What the task requires: The records that follow need to be printed exactly. Leave out each image.

Extracted entries:

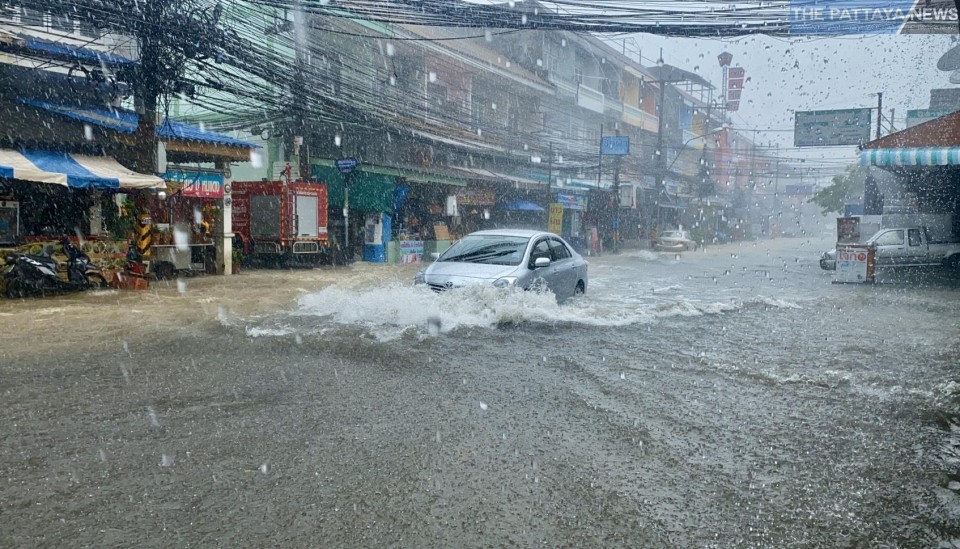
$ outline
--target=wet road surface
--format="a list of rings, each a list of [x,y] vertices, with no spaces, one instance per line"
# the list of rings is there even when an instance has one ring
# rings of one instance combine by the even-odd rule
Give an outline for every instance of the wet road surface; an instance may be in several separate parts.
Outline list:
[[[0,545],[960,546],[960,285],[829,243],[0,303]]]

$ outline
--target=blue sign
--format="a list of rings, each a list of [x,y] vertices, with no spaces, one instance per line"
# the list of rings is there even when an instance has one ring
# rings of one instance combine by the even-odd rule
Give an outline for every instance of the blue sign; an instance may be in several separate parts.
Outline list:
[[[600,140],[600,154],[626,156],[630,154],[630,138],[625,135],[608,135]]]
[[[917,5],[915,5],[917,4]],[[923,6],[915,0],[791,0],[790,33],[847,35],[929,32],[957,25],[957,8]]]
[[[341,158],[334,163],[340,173],[346,175],[354,170],[360,163],[356,158]]]

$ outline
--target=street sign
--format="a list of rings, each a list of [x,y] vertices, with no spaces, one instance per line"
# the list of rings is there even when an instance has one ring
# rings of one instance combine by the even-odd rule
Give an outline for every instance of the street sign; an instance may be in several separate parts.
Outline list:
[[[553,234],[560,234],[560,231],[563,230],[563,204],[550,204],[547,230]]]
[[[357,162],[356,158],[341,158],[335,162],[337,169],[340,170],[340,173],[346,175],[352,172],[360,163]]]
[[[797,111],[793,131],[795,147],[859,145],[870,140],[873,109]]]
[[[630,138],[625,135],[608,135],[600,140],[600,154],[626,156],[630,154]]]

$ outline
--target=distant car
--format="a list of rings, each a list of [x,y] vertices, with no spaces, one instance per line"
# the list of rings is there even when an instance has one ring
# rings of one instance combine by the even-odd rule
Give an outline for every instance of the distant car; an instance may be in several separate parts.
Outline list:
[[[689,231],[663,231],[654,243],[657,250],[666,252],[682,252],[696,250],[699,246],[690,237]]]
[[[837,270],[837,249],[834,248],[830,251],[823,252],[820,255],[820,268],[824,271],[836,271]]]
[[[542,283],[563,301],[587,291],[587,262],[553,233],[479,231],[438,256],[414,282],[436,292],[478,284],[527,290]]]

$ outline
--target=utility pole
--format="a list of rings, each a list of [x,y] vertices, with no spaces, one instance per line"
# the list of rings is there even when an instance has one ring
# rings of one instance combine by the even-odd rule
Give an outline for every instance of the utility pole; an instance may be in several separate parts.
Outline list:
[[[550,156],[547,158],[547,189],[553,190],[553,141],[550,142]]]
[[[600,190],[600,174],[603,172],[603,124],[600,124],[600,154],[597,155],[597,190]]]
[[[664,173],[666,171],[666,159],[664,158],[663,154],[663,102],[666,98],[667,84],[663,78],[663,49],[660,50],[660,58],[657,60],[657,62],[660,65],[660,101],[657,105],[657,224],[655,229],[659,233],[661,221],[660,196],[663,193],[663,179],[666,177],[666,174]]]
[[[880,139],[880,128],[883,126],[883,92],[877,92],[877,139]]]
[[[161,33],[153,25],[165,18],[166,0],[140,4],[140,28],[137,30],[139,63],[133,82],[134,109],[137,113],[133,169],[154,173],[157,169],[157,98],[163,92],[163,45]]]

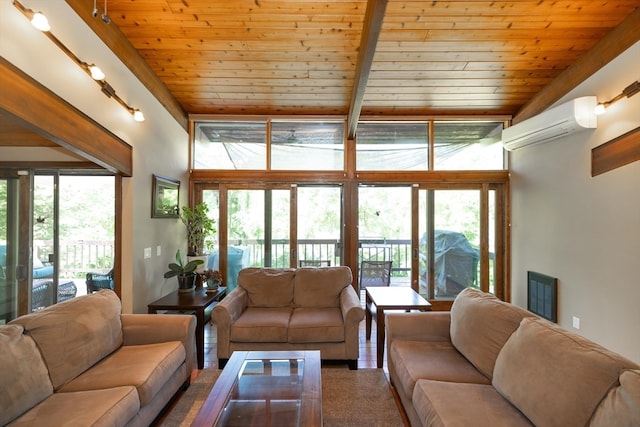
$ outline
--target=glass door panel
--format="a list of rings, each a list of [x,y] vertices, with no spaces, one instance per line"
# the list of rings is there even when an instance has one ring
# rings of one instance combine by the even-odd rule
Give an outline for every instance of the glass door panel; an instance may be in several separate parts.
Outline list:
[[[18,179],[0,179],[0,324],[18,315]]]
[[[227,292],[238,283],[245,267],[266,267],[264,190],[227,192]]]
[[[480,288],[480,191],[421,190],[419,199],[420,293],[446,300]]]
[[[58,302],[58,277],[55,274],[55,224],[57,217],[57,177],[33,177],[33,283],[31,308],[33,311]],[[75,294],[74,294],[75,295]]]
[[[341,265],[342,187],[298,187],[298,265]]]
[[[114,268],[115,178],[61,175],[58,188],[58,250],[51,262],[62,302],[86,293],[87,273],[106,275]]]
[[[265,265],[285,268],[291,263],[291,190],[266,190]],[[268,262],[267,262],[268,261]]]
[[[366,261],[391,261],[390,285],[411,286],[410,186],[358,189],[359,273]]]

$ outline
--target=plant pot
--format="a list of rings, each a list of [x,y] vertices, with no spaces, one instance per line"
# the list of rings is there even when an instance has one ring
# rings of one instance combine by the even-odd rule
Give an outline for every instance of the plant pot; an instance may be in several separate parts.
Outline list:
[[[179,274],[178,278],[178,292],[192,292],[196,283],[197,274]]]

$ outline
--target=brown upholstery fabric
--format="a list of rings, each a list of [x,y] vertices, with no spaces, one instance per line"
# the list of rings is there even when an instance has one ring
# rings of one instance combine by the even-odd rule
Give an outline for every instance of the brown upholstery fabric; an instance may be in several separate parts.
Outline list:
[[[0,426],[53,393],[47,367],[20,325],[0,326]]]
[[[339,308],[296,308],[289,321],[290,343],[343,342],[344,322]]]
[[[402,387],[411,396],[416,381],[429,378],[438,381],[491,384],[449,342],[394,341],[389,347],[398,376],[396,387]]]
[[[585,426],[629,366],[586,338],[525,318],[498,355],[493,385],[536,425]]]
[[[451,307],[451,342],[491,378],[498,353],[524,317],[533,314],[492,294],[466,288]]]
[[[295,307],[339,307],[340,292],[351,284],[351,269],[344,266],[299,268],[294,280]]]
[[[107,359],[60,388],[60,392],[136,387],[140,406],[147,405],[184,362],[179,341],[120,347]]]
[[[138,394],[136,389],[130,386],[56,393],[10,426],[123,426],[139,409]]]
[[[530,427],[533,424],[487,384],[419,380],[412,399],[425,426]]]
[[[291,310],[288,307],[248,307],[231,325],[231,341],[287,342]]]
[[[37,343],[54,389],[89,369],[122,344],[120,299],[111,291],[83,295],[12,324],[24,326]]]
[[[247,291],[249,307],[291,307],[294,275],[290,268],[244,268],[238,286]]]
[[[596,410],[591,427],[640,426],[640,370],[624,371],[620,386],[612,389]]]

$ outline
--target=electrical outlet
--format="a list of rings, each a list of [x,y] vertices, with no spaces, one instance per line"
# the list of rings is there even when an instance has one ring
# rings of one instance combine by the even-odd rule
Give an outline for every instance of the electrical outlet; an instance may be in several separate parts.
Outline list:
[[[573,328],[580,329],[580,318],[573,316]]]
[[[162,255],[162,246],[156,246],[156,256]]]
[[[144,258],[151,258],[151,248],[144,248]]]

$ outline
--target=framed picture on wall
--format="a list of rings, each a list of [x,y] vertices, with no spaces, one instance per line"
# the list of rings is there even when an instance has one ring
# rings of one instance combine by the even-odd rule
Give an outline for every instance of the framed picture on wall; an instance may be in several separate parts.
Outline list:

Solved exercise:
$ outline
--target=wet road surface
--format="a list of rings, each a list of [x,y] vertices, with no spaces, one instance per line"
# the list of rings is there even when an instance has one ring
# rings of one instance combine by the even-odd rule
Give an outline for every instance of the wet road surface; an instance may be in several separate parts.
Outline list:
[[[0,545],[960,546],[960,285],[829,243],[0,303]]]

$ outline
--target=blue sign
--format="a list of rings, each a list of [x,y] vertices, with no spaces, one instance per line"
# the list of rings is there even when an instance has one ring
# rings of one instance combine by the even-odd rule
Give an outline for every instance of the blue sign; an instance may be in several separate parts.
Outline list:
[[[600,140],[600,154],[626,156],[630,154],[630,138],[625,135],[608,135]]]
[[[917,5],[915,5],[917,4]],[[923,6],[915,0],[791,0],[790,33],[847,35],[929,32],[957,25],[957,8]]]
[[[341,158],[334,163],[340,173],[346,175],[354,170],[360,163],[356,158]]]

$ outline
--target=street sign
--format="a list of rings, each a list of [x,y] vertices, with no spaces, one instance per line"
# the list of rings is there even when an instance has one ring
# rings of one instance combine by the even-odd rule
Give an outline for every instance of the street sign; an instance may be in several separate parts.
Outline list:
[[[553,234],[560,234],[560,231],[563,230],[563,204],[550,204],[547,230]]]
[[[357,162],[356,158],[341,158],[335,162],[337,169],[340,170],[340,173],[346,175],[352,172],[360,163]]]
[[[797,111],[793,131],[795,147],[859,145],[870,140],[873,109]]]
[[[630,138],[625,135],[608,135],[600,140],[600,154],[626,156],[630,154]]]

$ outline
--target=distant car
--format="a list of rings, each a list of [x,y] vertices, with no spaces, one instance per line"
# the list of rings is there even when an instance has one ring
# rings of one instance combine by the even-odd rule
Give an outline for every instance of the distant car; an instance may be in several separate parts.
Outline list:
[[[689,231],[663,231],[654,243],[657,250],[666,252],[682,252],[696,250],[699,246],[690,237]]]
[[[837,270],[837,249],[834,248],[830,251],[823,252],[820,255],[820,268],[824,271],[836,271]]]
[[[542,283],[563,301],[587,291],[587,262],[553,233],[479,231],[438,256],[414,282],[436,292],[478,284],[527,290]]]

$ outline
--target=utility pole
--format="a list of rings, each a list of [x,y] vertices, with no spaces, one instance per line"
# the list of rings is there even when an instance has one ring
# rings of one instance combine by the even-odd rule
Give an outline for every instance of the utility pole; an instance may be in several separate parts.
Outline list:
[[[550,156],[547,158],[547,189],[553,190],[553,141],[550,142]]]
[[[600,190],[600,174],[603,172],[603,124],[600,124],[600,154],[597,155],[597,190]]]
[[[664,173],[666,171],[666,159],[664,158],[663,154],[663,102],[666,98],[667,84],[663,78],[663,49],[660,50],[660,58],[657,60],[657,62],[660,65],[660,101],[657,105],[657,224],[655,229],[659,233],[661,221],[660,196],[663,193],[663,179],[666,177],[666,174]]]
[[[880,139],[880,128],[883,126],[883,92],[877,92],[877,139]]]
[[[161,33],[153,25],[165,18],[166,0],[140,4],[140,28],[137,30],[139,63],[133,82],[134,109],[137,113],[133,169],[154,173],[157,169],[157,98],[163,92],[163,45]]]

$ outline
--target=glass door panel
--format="a list of rings, each a list of [x,y] vertices, with no spaces, one instance per line"
# the list of rings is there even when an instance has one ring
# rings of one instance combine by the even-odd rule
Give an outline for every instance of the glass door panel; an instance may be in several separate parts.
Outline list:
[[[18,179],[0,179],[0,324],[18,315]]]
[[[227,292],[238,283],[245,267],[266,267],[264,190],[227,192]]]
[[[480,288],[480,191],[421,190],[419,199],[420,293],[446,300]]]
[[[58,302],[58,277],[55,274],[55,224],[57,217],[57,177],[33,177],[33,283],[31,308],[33,311]],[[75,294],[74,294],[75,295]]]
[[[341,265],[342,187],[298,187],[298,265]]]
[[[114,268],[115,178],[61,175],[58,188],[58,250],[51,262],[62,302],[86,293],[87,273],[106,275]]]
[[[265,265],[285,268],[291,263],[291,190],[266,190]],[[268,262],[267,262],[268,261]]]
[[[366,261],[391,261],[390,285],[411,286],[410,186],[358,189],[359,273]]]

$ outline
--target=plant pot
--format="a list of rings, each a list of [x,y] vertices, with no spaces, one instance per line"
# the list of rings is there even when an instance has one ring
# rings of one instance combine by the even-odd rule
Give an outline for every instance of the plant pot; an instance may be in several separate parts.
Outline list:
[[[179,274],[178,278],[178,292],[192,292],[196,283],[197,274]]]

$ outline
--target=brown upholstery fabric
--format="a list of rings, each a list of [x,y] vertices, with no spaces, one instance per line"
# the list of rings is there even when an instance has one ring
# rings of one instance combine by the even-odd rule
Give an outline for every instance of the brown upholstery fabric; an instance may be in several separate parts.
Outline list:
[[[0,426],[53,393],[47,367],[20,325],[0,326]]]
[[[339,308],[296,308],[289,321],[290,343],[343,342],[344,322]]]
[[[402,387],[411,396],[416,381],[429,378],[438,381],[491,384],[449,342],[394,341],[389,347],[398,376],[396,387]]]
[[[585,426],[629,366],[586,338],[525,318],[498,355],[493,385],[536,425]]]
[[[451,307],[451,342],[491,378],[498,353],[524,317],[533,314],[492,294],[466,288]]]
[[[295,307],[339,307],[340,292],[351,284],[351,269],[344,266],[299,268],[294,280]]]
[[[107,359],[60,388],[60,392],[136,387],[140,406],[147,405],[184,362],[179,341],[120,347]]]
[[[138,394],[136,389],[130,386],[56,393],[10,426],[123,426],[139,409]]]
[[[530,427],[533,424],[487,384],[419,380],[412,399],[425,426]]]
[[[291,310],[288,307],[248,307],[231,325],[231,341],[287,342]]]
[[[37,343],[54,389],[89,369],[122,344],[120,299],[111,291],[83,295],[12,324],[24,326]]]
[[[247,291],[249,307],[291,307],[294,275],[290,268],[244,268],[238,286]]]
[[[596,410],[591,427],[640,426],[640,370],[624,371],[620,386],[612,389]]]

$ outline
--target=electrical outlet
--format="a list of rings, each a list of [x,y] vertices, with no spaces, one instance per line"
# the list of rings is there even when an instance has one ring
# rings of one instance combine by the even-odd rule
Give an outline for every instance of the electrical outlet; an instance may be in several separate parts.
Outline list:
[[[573,328],[580,329],[580,318],[573,316]]]
[[[162,255],[162,246],[156,246],[156,256]]]
[[[144,258],[151,258],[151,248],[144,248]]]

$ outline
--target=framed picture on wall
--format="a list of rings, each a list of [x,y] vertices, with no spaces, one instance per line"
# the list of rings is there even when an instance has one ring
# rings of one instance combine by the even-odd rule
Give an outline for every instance of the framed picture on wall; an instance may be in several separate parts.
Outline list:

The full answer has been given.